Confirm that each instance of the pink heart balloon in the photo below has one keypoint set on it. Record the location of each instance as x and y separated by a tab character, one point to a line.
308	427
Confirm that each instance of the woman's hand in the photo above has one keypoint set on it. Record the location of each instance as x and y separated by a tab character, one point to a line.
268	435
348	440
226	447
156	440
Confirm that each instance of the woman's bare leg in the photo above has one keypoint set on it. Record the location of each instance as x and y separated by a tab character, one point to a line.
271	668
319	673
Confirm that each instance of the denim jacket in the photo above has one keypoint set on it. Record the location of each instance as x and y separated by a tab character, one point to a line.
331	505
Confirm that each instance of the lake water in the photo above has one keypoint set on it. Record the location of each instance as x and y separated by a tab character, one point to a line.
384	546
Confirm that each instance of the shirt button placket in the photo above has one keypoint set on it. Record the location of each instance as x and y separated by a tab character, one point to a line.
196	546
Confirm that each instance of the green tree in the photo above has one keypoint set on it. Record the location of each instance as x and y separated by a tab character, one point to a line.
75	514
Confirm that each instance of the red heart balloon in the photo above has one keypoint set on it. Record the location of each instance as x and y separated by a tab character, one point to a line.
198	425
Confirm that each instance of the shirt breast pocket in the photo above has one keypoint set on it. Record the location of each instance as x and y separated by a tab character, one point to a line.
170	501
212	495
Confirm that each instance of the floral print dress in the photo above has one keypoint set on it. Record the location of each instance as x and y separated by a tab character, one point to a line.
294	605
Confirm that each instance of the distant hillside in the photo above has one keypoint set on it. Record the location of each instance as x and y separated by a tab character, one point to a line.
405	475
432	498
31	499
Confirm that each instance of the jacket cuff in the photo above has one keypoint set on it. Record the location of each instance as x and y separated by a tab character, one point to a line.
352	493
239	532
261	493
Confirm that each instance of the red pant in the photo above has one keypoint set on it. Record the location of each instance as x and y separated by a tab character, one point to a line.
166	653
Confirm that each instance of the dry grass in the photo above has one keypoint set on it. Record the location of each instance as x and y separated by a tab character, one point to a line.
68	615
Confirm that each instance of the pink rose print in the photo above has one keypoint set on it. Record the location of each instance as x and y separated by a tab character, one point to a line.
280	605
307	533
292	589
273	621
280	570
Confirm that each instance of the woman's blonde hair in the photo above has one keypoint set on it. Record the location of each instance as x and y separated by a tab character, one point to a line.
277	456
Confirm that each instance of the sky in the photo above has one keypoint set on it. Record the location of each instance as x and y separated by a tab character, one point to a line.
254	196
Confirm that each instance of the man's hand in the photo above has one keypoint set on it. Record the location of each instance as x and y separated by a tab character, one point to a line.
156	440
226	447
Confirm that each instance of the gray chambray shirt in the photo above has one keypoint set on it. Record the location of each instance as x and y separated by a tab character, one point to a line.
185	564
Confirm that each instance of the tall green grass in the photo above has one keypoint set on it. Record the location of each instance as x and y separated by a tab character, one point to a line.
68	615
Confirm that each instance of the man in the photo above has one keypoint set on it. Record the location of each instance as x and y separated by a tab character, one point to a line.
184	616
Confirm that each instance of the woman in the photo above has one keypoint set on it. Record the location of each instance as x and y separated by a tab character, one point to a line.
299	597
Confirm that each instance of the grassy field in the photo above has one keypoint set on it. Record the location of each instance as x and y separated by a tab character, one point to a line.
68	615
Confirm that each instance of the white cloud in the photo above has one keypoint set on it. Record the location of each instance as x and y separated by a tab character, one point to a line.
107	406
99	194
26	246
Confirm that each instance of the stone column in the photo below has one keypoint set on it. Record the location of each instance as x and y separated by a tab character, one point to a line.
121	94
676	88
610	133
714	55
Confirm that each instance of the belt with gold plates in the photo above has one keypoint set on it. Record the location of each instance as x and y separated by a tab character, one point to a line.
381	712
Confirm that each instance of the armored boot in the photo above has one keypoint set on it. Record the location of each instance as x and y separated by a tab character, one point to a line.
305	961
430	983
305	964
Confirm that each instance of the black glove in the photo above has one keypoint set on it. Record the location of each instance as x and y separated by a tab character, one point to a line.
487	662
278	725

-- Direction --
Copy all of the entries above line for line, without changing anything.

-- Problem solution --
Confirm that each instance of the pink heart balloon in the photo below has one keypoint set on it. Record the location of each instance as x and y separated by a tab character, one point to a line.
308	427
Confirm that each instance of the woman's hand in the photo above has one keypoint set on it. Record the location of each instance as x and y separated by a tab character, one point to a line.
268	435
348	440
226	447
156	440
Confirm that each instance of the woman's bare leg in the photo above has one keypoint set on it. Record the location of each instance as x and y separated by a tab character, one point to a line.
271	668
319	673
Confirm that each instance of the denim jacket in the photo above has one keypoint set on it. Record the location of each instance as x and y separated by a tab character, one point to a line.
331	505
Confirm that each instance of the lake water in the photo above has one keypoint set on it. Record the location of each instance as x and y separated by a tab character, one point to a line.
384	546
Confirm that each instance of the shirt button placket in the photo above has one keypoint set on it. Record the location of each instance as x and y separated by a tab character, one point to a line.
196	546
Confirm that each instance of the green tree in the photo above has one keypoint set on it. Record the location of each instance as x and y separated by a tab character, one point to a line.
75	514
Confirm that each instance of the red heart balloon in the photo above has one keypoint set on it. Record the location of each instance as x and y separated by a tab character, one point to a line.
198	425
Confirm that each instance of the shirt breast pocket in the photo above has one keypoint set on it. Record the location of each instance as x and y separated by a tab character, one point to a line.
170	501
212	495
Confirm that each instance of the floral print dress in the photo above has one keypoint set on it. Record the location of each instance as x and y separated by a tab character, one point to a line.
294	605
Confirm that each instance of the distant hillside in the photo above has one keypoint set on it. Record the location of each instance as x and y separated by a tab character, one point to a line.
405	475
432	498
31	499
Confirm that each instance of the jacket cuff in the photo above has one keypoint set on it. Record the location of each instance as x and y separated by a tab character, one point to a line.
352	493
239	532
261	493
Confirm that each instance of the red pant in the photo above has one keypoint set on it. Record the location of each instance as x and y separated by a tab character, one point to a line.
166	653
Confirm that each instance of the dry grass in the photo above has one keypoint set on it. Record the location of each instance as x and y separated by a tab character, one point to a line.
68	615
Confirm that each instance of the pink rose print in the photo above has one keypoint set on it. Record the location of each instance as x and y separated by a tab character, one point to a line.
280	605
307	533
292	589
273	621
280	570
Confirm that each instance of the woman's blonde hair in the photo above has one keypoint set on it. Record the location of each instance as x and y separated by a tab character, one point to a line.
277	456
Confirm that each instance of the sky in the photo above has one keypoint set on it. Record the location of each instance as x and y separated by a tab character, one point to a line.
254	196
Confirm that each instance of the man's hand in the photo above has one keypoint set on it. Record the location of each instance as x and y separated by a tab character, one point to a line.
156	440
226	447
Confirm that each instance of the gray chambray shirt in the photo above has one keypoint set on it. Record the location of each instance as x and y separated by a tab character, one point to a line.
185	564
Confirm that each instance of the tall green grass in the photo above has one keypoint set on it. Record the location of each instance as x and y separated by a tab character, one point to a line.
68	615
Confirm that each instance of the man in the photo above has one keypoint set on it. Record the location of each instance as x and y separated by a tab character, one point to a line.
184	616
Confirm that each instance of the woman in the photo above has one keypoint set on it. Record the location of each instance as x and y separated by a tab character, one point to a line.
299	597
Confirm that each instance of the grassy field in the photo above has one keypoint set on it. Record the location of each instance as x and y separated by a tab character, one point to a line.
68	615
Confirm that each instance of the white cloud in the photo above has one keypoint set on it. Record the location of each instance as x and y separated by a tab character, one point to a line.
107	406
99	194
26	246
Confirm that each instance of the stone column in the photo below has one keypoint set on it. Record the location of each instance as x and y separated by a tab character, one point to a line.
121	94
676	88
610	133
714	55
Confirm that each instance of the belt with gold plates in the photo above has one keypoint set on it. Record the location of each instance as x and y separated by a tab character, one point to a line.
381	712
Confirm that each instance of the armored boot in the photo above has one keypoint set on it. Record the location of each instance as x and y separated by a tab character, one point to a line.
305	961
430	983
305	964
Confirm that each instance of the black glove in the photo above has one keypoint set on it. Record the location of each instance as x and y separated by a tab character, one point to a line.
487	662
278	725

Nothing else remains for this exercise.